EXERCISE AIM - Where the data below contains pictures, omit them; output the rest word for word.

◇ ◇ ◇ ◇

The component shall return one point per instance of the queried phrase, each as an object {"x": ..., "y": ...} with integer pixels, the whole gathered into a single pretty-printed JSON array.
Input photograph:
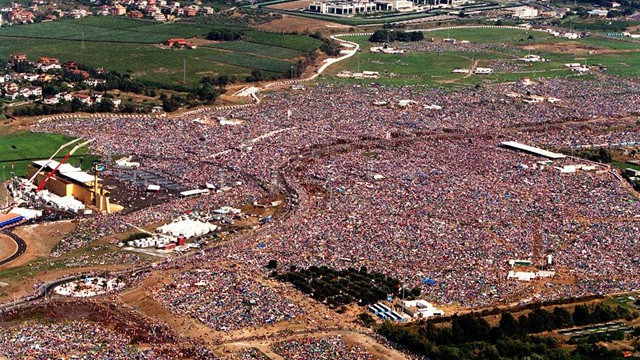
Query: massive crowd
[
  {"x": 225, "y": 299},
  {"x": 413, "y": 192},
  {"x": 80, "y": 340},
  {"x": 320, "y": 349}
]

◇ ◇ ◇ ◇

WRITTEN RESPONSE -
The component shall return one point per instance of the queried phrase, each as an object {"x": ..., "y": ...} with integer pixels, the whole gathered into a single pretty-printed JSON array.
Input photograph:
Query: massive crowd
[
  {"x": 225, "y": 299},
  {"x": 413, "y": 192},
  {"x": 80, "y": 340},
  {"x": 320, "y": 349}
]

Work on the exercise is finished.